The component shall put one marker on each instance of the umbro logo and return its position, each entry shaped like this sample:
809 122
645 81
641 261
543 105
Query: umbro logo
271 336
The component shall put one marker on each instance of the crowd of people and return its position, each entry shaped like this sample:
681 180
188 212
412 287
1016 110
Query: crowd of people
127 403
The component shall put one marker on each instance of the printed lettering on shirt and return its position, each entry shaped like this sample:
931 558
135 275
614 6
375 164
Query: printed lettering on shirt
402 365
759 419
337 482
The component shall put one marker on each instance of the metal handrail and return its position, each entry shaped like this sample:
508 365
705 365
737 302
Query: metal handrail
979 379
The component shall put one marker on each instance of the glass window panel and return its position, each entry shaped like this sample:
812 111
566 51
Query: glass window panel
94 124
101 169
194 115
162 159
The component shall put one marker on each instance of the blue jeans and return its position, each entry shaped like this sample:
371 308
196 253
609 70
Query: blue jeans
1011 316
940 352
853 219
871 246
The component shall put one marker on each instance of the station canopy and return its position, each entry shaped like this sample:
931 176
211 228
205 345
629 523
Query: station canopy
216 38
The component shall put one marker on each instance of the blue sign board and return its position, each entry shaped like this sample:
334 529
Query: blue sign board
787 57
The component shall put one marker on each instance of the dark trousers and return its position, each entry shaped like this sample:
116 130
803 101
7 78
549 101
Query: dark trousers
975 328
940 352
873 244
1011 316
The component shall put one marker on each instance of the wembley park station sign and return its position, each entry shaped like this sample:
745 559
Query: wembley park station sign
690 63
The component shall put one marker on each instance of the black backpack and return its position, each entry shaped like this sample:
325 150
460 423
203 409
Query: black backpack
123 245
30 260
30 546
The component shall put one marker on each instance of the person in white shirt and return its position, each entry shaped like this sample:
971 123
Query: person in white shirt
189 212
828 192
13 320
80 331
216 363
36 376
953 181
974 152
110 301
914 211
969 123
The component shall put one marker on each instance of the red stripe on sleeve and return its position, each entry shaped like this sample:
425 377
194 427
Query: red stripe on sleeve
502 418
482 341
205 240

--------------------------------------------------

◆ How to complete this task: The answer must be the full listing, repeated word for word.

◆ Final answer:
The component shall put one marker on each instance of the umbro logo and return its position, each entry shaped like this sample:
809 122
645 81
641 261
543 105
Query: umbro logo
271 336
The component shall put one marker on each instance of the crowd of people and return its position, each entry shaped like this sample:
681 180
188 212
412 287
1016 110
Query: crowd of people
127 403
The component shall put one marker on each instance of the printed lettering on shirt and return its position, each entry shaped like this sample:
931 558
135 275
614 6
375 164
Query: printed lettering on shirt
402 365
759 419
337 482
The component shall put one marker on each instance of the metal handrail and return its position, each entry shaped like this sample:
508 365
705 365
737 302
Query: metal handrail
979 379
The component shall put one marker on each instance of the glass window panel and return its position, each entry shaped like this sample:
812 111
566 51
Query: glass window panel
94 124
101 169
194 115
162 159
The component shall put one marker on each instance of the blue jeans and return its position, each entry shaped like this sample:
371 308
196 253
609 70
Query: blue jeans
1011 316
940 352
853 219
871 246
The component shall put one marker on each instance of the station canopy and return its position, each entry shaped like this sample:
931 176
211 228
205 345
629 523
Query: station canopy
216 38
The component shall put one marker on each instance of the blue sign board and return its position, each entry shaped like this sample:
334 529
Query: blue sign board
787 57
The component shall put one marker on each instance of the dark trousers and return its position, each entry shaped like this sample:
116 130
803 101
7 78
549 101
Query: dark trousers
975 328
940 352
873 244
1011 316
The component shall put one marker on each instance of the wembley park station sign and return its position, each entry shaped like this sample:
745 559
Query: wembley park station sign
690 63
The component shall put one marker on each instance of the black backpack and return its position, each entry shaped like this sample:
325 150
460 423
203 409
Query: black backpack
123 245
30 260
30 546
The component shall put one marker on each instance of the person in white shirt and return its position, each entry shaped like this sample:
971 123
Query: person in white shirt
189 212
828 192
13 320
80 331
216 363
36 376
953 181
974 152
110 301
914 211
969 123
The component shall put one marker on each instance of the red stripe on sleeve and return its position, each entry shaped like this sample:
425 377
194 427
Query: red stripe on sleeve
502 418
482 341
205 240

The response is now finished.